* [PROBLEM DETAILS] In the records below, pick out all lines containing the word "wooden".

(Beginning of EXCERPTED DATA)

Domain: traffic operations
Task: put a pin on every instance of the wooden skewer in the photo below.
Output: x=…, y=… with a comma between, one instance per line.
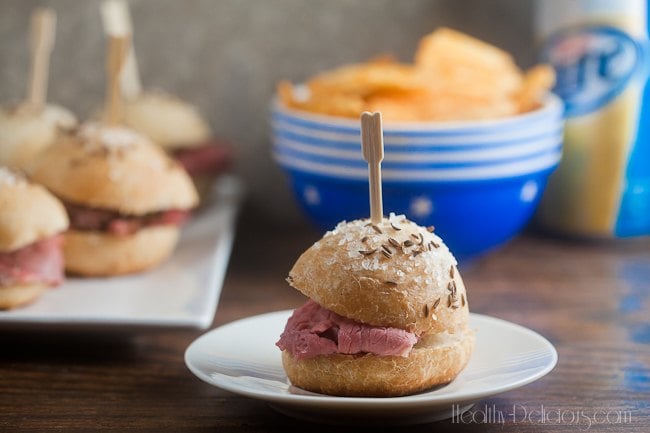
x=372, y=141
x=117, y=49
x=43, y=29
x=116, y=20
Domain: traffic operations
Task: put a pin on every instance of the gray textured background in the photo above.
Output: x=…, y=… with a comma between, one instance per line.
x=227, y=55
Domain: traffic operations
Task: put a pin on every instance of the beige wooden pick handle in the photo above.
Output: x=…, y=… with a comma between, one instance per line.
x=43, y=29
x=372, y=142
x=116, y=19
x=117, y=50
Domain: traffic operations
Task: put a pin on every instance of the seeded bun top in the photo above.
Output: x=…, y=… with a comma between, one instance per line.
x=166, y=120
x=114, y=168
x=24, y=133
x=28, y=212
x=394, y=274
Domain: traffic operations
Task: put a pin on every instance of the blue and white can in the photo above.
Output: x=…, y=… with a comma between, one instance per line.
x=601, y=54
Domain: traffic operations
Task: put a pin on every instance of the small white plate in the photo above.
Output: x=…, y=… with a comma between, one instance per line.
x=241, y=357
x=182, y=293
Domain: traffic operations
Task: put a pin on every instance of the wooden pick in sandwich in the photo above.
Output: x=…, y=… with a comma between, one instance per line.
x=117, y=50
x=372, y=142
x=43, y=29
x=116, y=20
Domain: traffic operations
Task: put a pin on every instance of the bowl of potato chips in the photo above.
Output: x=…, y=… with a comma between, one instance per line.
x=470, y=140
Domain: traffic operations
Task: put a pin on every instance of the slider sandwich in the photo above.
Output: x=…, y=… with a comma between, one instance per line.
x=125, y=198
x=31, y=222
x=26, y=131
x=387, y=314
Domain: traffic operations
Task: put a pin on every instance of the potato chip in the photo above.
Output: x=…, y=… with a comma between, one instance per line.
x=367, y=78
x=455, y=77
x=458, y=60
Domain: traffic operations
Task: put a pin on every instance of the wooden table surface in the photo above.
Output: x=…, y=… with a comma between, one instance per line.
x=591, y=300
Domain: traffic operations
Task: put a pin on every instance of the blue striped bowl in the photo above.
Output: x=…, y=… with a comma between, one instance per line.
x=478, y=182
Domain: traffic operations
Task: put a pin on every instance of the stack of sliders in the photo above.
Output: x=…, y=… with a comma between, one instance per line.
x=26, y=129
x=125, y=197
x=388, y=312
x=168, y=121
x=31, y=222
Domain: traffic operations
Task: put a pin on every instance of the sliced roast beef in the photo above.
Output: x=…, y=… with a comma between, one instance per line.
x=210, y=158
x=93, y=219
x=313, y=330
x=40, y=262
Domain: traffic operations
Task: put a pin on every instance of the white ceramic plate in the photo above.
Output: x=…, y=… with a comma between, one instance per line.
x=182, y=293
x=241, y=357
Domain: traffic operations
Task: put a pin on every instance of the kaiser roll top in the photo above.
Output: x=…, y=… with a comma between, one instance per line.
x=114, y=168
x=28, y=212
x=395, y=274
x=167, y=121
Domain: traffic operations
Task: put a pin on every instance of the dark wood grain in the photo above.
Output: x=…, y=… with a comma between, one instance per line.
x=592, y=300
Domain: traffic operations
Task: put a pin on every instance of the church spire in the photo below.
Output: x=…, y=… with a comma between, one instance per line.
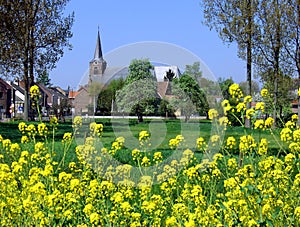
x=98, y=64
x=98, y=51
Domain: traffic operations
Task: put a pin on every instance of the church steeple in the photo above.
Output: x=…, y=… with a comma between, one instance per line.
x=98, y=49
x=98, y=64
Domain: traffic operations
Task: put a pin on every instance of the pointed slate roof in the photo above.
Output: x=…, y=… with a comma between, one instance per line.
x=98, y=50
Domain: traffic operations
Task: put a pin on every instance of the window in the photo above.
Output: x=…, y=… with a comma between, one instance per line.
x=95, y=70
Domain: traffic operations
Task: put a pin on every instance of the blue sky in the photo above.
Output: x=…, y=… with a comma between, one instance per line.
x=126, y=22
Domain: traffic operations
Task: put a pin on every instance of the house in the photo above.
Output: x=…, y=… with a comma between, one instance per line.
x=100, y=72
x=6, y=106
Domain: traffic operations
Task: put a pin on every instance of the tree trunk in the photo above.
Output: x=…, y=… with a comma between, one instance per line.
x=140, y=118
x=249, y=58
x=298, y=57
x=276, y=61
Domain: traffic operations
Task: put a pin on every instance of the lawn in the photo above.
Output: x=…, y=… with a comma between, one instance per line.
x=161, y=132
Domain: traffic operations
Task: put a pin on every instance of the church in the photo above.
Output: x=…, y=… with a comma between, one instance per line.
x=101, y=72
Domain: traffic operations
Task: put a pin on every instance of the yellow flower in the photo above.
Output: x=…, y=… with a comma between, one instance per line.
x=232, y=163
x=201, y=144
x=94, y=218
x=230, y=142
x=157, y=157
x=15, y=147
x=249, y=113
x=42, y=129
x=297, y=211
x=77, y=122
x=34, y=91
x=260, y=106
x=67, y=137
x=235, y=91
x=171, y=221
x=212, y=114
x=286, y=134
x=259, y=124
x=144, y=135
x=54, y=121
x=241, y=107
x=264, y=92
x=294, y=117
x=247, y=143
x=31, y=130
x=145, y=161
x=22, y=127
x=24, y=139
x=224, y=121
x=263, y=147
x=269, y=122
x=247, y=99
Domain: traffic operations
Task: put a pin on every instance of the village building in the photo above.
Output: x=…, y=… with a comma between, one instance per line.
x=101, y=72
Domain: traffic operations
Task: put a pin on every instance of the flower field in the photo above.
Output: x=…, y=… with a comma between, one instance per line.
x=223, y=182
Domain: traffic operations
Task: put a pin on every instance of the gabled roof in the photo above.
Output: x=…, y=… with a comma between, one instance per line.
x=5, y=84
x=73, y=94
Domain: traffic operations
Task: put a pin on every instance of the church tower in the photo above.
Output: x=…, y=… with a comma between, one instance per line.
x=98, y=64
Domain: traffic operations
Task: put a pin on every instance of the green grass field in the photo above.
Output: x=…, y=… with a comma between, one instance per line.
x=161, y=132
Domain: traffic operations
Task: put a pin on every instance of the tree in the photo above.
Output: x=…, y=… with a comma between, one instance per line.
x=188, y=96
x=169, y=75
x=292, y=40
x=194, y=71
x=284, y=92
x=254, y=86
x=94, y=89
x=234, y=20
x=107, y=96
x=44, y=79
x=139, y=69
x=139, y=92
x=224, y=85
x=269, y=51
x=33, y=34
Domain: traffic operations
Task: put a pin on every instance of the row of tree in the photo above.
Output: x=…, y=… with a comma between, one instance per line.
x=138, y=93
x=267, y=34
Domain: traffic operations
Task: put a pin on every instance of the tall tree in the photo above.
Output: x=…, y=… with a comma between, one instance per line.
x=292, y=39
x=33, y=36
x=188, y=96
x=254, y=86
x=234, y=20
x=94, y=89
x=139, y=92
x=44, y=79
x=194, y=71
x=269, y=51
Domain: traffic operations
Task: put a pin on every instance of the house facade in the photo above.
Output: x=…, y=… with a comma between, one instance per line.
x=100, y=72
x=5, y=99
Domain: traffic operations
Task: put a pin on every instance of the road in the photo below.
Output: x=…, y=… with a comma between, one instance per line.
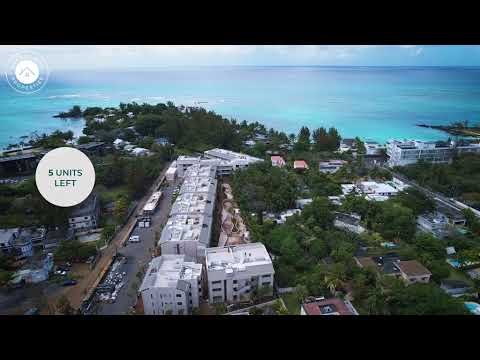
x=138, y=256
x=86, y=286
x=428, y=192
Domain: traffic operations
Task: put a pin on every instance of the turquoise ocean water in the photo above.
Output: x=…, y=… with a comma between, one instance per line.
x=376, y=103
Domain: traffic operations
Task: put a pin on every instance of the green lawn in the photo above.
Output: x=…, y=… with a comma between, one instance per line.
x=112, y=194
x=291, y=303
x=456, y=274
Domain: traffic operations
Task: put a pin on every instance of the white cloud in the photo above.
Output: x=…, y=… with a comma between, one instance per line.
x=418, y=51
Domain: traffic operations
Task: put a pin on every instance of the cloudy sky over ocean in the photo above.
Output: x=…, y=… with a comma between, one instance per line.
x=69, y=57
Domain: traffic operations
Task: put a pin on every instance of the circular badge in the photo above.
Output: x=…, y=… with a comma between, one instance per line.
x=65, y=177
x=27, y=72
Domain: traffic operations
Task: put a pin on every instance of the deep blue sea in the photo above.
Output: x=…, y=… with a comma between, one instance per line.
x=376, y=103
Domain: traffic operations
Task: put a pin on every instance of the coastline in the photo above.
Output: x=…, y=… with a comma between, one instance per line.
x=470, y=132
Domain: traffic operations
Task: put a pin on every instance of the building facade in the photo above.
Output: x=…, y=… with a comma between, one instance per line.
x=235, y=272
x=171, y=285
x=85, y=215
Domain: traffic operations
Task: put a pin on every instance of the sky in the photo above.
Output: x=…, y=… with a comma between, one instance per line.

(End of EXCERPTED DATA)

* [SOLUTION FOR THIS TASK]
Task: put a pin on every instance of the wooden skewer in the photo below.
Task: put a pin on every instance of the beige wooden pick handle in the photo above.
Task: put a pin on every instance of the wooden pick in sandwich in the photo above.
Task: put a pin on every instance of the wooden table surface in the photo above.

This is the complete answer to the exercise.